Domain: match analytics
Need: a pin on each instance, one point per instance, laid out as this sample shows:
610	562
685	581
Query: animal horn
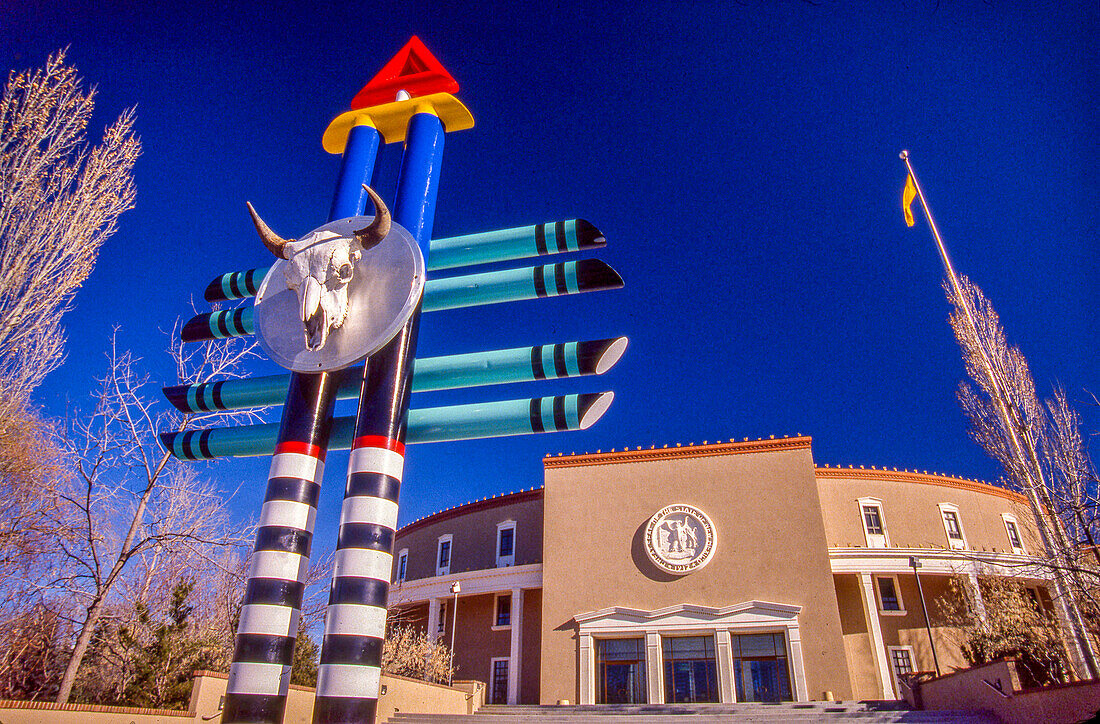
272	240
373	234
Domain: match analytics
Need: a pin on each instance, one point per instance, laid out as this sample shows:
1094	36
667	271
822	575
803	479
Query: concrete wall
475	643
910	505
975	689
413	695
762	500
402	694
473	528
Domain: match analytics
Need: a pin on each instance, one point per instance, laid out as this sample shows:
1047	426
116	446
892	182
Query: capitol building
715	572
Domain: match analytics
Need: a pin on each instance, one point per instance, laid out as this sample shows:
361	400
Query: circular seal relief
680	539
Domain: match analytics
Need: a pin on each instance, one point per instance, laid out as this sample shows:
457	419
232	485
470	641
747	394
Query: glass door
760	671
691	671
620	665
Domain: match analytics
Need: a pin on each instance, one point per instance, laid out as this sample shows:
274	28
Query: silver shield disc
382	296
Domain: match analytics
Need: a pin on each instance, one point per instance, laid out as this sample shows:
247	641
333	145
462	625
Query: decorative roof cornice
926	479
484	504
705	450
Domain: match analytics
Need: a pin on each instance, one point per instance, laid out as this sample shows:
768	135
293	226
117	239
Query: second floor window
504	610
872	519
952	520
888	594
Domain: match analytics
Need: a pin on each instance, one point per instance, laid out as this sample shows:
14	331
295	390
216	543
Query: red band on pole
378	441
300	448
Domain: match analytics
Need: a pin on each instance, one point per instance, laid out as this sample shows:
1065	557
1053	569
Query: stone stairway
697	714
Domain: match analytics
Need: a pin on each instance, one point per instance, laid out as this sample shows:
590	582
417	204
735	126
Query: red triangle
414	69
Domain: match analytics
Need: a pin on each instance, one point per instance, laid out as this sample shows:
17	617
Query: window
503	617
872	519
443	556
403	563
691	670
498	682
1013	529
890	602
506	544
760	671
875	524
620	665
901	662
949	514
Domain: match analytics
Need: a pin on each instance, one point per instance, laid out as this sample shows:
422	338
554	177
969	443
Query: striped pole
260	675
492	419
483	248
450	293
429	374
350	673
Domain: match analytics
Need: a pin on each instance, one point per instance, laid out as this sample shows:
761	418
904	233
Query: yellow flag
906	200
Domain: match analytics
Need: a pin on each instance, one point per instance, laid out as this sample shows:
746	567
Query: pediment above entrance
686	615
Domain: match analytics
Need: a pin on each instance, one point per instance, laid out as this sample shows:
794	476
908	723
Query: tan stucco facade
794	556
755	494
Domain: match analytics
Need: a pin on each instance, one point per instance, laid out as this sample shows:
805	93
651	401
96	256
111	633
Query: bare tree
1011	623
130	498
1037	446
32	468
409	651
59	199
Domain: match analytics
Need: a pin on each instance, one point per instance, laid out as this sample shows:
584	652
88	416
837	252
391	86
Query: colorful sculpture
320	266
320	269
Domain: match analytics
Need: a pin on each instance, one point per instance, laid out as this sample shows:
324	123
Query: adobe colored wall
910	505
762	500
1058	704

PROBLEM REQUIREMENTS
From the records above, return every line that contains the string "window".

THE COMPLETED TASK
Query: second floor window
Query: window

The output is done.